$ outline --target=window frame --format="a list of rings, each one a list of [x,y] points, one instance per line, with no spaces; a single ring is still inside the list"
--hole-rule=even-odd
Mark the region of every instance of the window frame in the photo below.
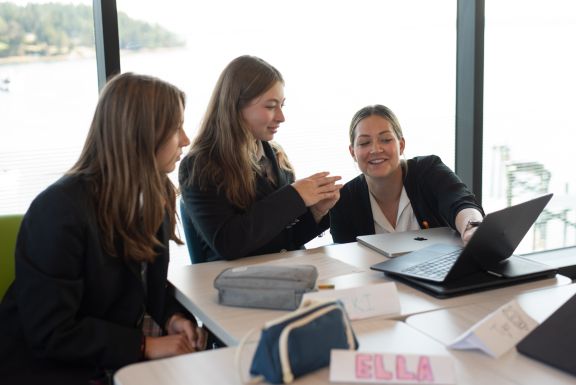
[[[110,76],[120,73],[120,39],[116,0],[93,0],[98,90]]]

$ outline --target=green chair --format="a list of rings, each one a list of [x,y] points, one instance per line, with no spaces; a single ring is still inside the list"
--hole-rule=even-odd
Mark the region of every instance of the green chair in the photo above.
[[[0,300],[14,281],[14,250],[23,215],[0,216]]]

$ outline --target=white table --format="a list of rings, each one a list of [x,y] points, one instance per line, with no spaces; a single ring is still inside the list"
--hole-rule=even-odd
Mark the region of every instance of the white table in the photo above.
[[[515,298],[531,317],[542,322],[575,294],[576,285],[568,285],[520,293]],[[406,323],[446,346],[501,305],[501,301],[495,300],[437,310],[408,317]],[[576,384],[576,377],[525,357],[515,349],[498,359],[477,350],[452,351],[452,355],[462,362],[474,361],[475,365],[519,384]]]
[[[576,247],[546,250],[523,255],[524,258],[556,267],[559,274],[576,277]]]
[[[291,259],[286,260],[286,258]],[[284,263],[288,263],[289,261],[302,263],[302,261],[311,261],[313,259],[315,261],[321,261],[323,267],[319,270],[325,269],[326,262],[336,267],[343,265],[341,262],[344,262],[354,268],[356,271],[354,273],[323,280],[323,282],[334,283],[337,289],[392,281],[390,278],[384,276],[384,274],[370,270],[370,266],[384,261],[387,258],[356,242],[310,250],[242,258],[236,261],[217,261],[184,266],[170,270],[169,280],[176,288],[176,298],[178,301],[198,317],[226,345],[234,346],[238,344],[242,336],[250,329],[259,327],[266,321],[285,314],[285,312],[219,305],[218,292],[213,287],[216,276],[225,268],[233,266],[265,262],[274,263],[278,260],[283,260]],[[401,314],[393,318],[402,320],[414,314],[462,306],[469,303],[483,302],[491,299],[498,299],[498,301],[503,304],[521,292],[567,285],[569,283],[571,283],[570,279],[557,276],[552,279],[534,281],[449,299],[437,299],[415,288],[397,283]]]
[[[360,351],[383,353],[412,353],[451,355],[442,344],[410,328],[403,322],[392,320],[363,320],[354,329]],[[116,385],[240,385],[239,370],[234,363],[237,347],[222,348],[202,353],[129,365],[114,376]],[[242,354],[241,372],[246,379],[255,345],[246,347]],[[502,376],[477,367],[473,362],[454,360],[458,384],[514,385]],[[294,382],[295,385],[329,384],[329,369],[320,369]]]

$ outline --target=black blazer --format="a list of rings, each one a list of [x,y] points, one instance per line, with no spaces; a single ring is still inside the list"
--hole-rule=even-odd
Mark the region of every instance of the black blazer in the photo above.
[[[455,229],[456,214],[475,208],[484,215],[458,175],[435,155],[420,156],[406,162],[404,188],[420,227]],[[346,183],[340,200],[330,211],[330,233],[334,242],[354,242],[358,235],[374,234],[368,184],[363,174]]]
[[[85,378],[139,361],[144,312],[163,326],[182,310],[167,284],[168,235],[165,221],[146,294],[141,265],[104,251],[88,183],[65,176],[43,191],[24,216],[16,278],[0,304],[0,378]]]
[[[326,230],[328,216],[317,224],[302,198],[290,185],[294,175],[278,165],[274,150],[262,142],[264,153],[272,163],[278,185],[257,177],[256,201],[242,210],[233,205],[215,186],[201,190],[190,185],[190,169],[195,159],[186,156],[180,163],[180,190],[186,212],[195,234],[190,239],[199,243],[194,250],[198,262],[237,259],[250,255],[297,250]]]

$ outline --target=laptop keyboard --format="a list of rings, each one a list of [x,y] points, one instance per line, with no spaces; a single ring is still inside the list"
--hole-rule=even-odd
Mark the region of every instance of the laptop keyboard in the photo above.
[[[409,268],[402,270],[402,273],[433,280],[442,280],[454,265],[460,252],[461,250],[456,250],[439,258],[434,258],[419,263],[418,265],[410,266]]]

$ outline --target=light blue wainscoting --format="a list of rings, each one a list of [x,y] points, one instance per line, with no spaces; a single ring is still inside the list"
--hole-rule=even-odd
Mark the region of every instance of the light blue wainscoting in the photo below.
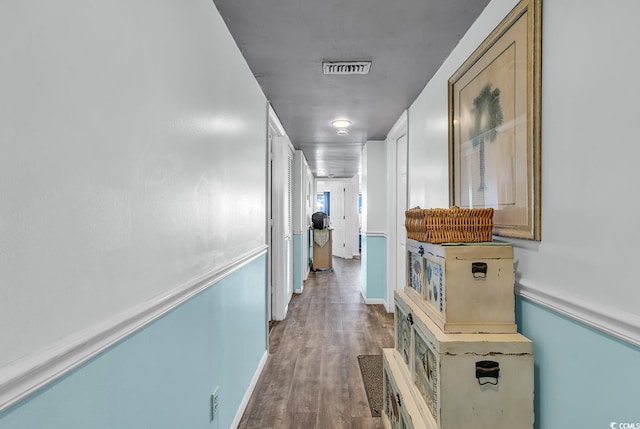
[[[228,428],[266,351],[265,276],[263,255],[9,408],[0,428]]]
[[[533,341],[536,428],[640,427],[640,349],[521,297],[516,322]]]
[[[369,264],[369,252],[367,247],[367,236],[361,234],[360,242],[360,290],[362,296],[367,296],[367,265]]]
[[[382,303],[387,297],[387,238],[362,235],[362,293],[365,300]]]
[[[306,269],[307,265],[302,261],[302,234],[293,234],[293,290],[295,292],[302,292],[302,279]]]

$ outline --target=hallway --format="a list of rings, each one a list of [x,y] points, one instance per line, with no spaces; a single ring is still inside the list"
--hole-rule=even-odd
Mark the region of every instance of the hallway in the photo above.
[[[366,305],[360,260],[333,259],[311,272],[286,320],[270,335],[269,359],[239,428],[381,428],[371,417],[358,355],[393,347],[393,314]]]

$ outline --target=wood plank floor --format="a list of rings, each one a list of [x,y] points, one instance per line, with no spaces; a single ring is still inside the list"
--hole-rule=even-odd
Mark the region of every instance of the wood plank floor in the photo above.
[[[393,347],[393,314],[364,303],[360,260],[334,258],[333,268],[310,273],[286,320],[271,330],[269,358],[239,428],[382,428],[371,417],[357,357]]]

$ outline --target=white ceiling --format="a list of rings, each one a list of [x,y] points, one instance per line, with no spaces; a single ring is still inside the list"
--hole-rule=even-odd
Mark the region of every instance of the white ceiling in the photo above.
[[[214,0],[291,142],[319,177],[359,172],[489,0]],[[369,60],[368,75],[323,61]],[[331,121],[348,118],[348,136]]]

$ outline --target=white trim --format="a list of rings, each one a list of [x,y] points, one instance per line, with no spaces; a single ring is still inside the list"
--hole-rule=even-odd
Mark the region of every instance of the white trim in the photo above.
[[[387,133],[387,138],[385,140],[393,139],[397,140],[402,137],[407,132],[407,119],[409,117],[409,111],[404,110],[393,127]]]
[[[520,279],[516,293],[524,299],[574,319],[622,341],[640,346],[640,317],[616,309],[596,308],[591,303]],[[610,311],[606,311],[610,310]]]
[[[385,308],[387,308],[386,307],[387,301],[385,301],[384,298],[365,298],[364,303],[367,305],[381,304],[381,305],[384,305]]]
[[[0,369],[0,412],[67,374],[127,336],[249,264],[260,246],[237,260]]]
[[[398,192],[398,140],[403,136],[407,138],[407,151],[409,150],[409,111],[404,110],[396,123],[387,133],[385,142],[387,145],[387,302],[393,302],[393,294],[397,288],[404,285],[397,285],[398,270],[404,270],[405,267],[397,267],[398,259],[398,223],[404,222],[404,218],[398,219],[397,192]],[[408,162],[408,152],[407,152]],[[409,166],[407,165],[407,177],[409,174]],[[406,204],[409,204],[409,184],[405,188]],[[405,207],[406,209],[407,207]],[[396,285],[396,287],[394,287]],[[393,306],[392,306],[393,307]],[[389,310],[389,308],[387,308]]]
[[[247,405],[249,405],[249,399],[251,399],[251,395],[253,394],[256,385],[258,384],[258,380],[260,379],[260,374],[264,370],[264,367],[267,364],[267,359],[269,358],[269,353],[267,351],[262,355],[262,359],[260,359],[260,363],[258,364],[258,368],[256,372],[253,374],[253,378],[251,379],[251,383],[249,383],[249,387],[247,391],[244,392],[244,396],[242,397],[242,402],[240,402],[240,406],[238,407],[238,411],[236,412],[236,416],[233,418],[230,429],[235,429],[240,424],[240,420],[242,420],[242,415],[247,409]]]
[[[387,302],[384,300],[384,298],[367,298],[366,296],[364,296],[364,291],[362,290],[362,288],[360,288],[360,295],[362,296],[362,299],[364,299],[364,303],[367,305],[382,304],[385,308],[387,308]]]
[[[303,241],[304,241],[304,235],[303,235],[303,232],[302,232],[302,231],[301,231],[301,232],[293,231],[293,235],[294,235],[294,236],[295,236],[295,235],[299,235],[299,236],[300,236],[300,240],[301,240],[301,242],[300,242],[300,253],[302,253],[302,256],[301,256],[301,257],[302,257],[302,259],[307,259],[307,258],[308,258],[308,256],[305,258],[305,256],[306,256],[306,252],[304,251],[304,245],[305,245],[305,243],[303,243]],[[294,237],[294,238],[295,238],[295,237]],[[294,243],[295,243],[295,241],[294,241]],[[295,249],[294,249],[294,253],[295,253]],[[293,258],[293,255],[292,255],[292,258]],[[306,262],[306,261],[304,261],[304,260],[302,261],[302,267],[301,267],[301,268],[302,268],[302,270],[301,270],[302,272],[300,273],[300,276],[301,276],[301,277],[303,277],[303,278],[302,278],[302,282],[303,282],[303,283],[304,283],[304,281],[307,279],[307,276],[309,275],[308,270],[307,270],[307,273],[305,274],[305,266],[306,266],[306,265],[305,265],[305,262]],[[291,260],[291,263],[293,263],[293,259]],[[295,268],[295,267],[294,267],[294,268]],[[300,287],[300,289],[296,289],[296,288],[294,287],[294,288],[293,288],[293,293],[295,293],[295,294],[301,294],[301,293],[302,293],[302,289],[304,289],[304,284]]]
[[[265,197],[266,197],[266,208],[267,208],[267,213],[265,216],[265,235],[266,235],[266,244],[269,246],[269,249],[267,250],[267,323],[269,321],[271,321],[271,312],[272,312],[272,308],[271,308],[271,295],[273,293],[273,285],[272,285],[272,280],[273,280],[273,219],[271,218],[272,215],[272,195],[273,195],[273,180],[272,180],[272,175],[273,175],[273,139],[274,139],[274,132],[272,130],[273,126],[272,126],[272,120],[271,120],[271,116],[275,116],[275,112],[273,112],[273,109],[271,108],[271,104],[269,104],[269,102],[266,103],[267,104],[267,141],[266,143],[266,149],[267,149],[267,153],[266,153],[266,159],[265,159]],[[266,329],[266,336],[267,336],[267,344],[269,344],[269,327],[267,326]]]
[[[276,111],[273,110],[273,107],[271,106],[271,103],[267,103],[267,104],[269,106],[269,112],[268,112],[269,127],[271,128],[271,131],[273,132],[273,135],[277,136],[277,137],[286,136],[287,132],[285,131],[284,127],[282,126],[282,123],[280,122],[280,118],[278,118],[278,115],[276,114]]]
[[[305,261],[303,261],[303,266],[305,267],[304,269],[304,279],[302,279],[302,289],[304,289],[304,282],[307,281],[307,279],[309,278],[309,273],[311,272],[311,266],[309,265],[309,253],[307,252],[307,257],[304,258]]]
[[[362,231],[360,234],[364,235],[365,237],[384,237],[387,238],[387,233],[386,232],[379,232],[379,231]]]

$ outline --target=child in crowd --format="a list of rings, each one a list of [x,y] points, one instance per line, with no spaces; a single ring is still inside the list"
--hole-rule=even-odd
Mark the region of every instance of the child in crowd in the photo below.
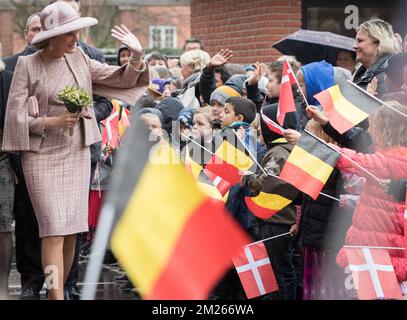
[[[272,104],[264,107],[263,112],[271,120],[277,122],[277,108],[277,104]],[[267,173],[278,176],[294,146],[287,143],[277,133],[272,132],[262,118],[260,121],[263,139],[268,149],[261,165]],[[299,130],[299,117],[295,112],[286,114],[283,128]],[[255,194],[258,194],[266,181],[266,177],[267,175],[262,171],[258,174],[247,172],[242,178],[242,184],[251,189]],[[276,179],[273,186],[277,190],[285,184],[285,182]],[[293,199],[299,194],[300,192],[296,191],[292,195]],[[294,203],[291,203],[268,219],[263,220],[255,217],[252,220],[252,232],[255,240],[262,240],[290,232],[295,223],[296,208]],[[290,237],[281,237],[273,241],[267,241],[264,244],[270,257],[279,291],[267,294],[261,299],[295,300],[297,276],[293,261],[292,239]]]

#####

» **Directions**:
The answer should contain only the lines from the one with "Mark the region of every instance of the child" through the last line of the material, given word for word and without pictures.

» **Finished task**:
Mark the region of every instance of the child in crowd in the photo below.
[[[272,104],[264,107],[263,112],[271,120],[277,122],[277,108],[277,104]],[[267,173],[278,176],[294,146],[287,143],[277,133],[272,132],[262,118],[260,121],[263,139],[268,149],[261,165]],[[299,130],[299,117],[295,112],[286,114],[283,128]],[[255,194],[258,194],[266,181],[266,177],[267,175],[262,171],[258,174],[247,172],[242,178],[242,184],[251,189]],[[276,179],[273,186],[277,190],[285,184],[285,182]],[[293,199],[299,194],[300,192],[296,191],[292,195]],[[294,203],[291,203],[268,219],[263,220],[255,217],[252,220],[252,232],[255,240],[262,240],[290,232],[295,223],[296,208]],[[290,237],[281,237],[273,241],[267,241],[264,244],[270,257],[279,291],[267,294],[261,299],[295,300],[297,276],[293,261],[292,239]]]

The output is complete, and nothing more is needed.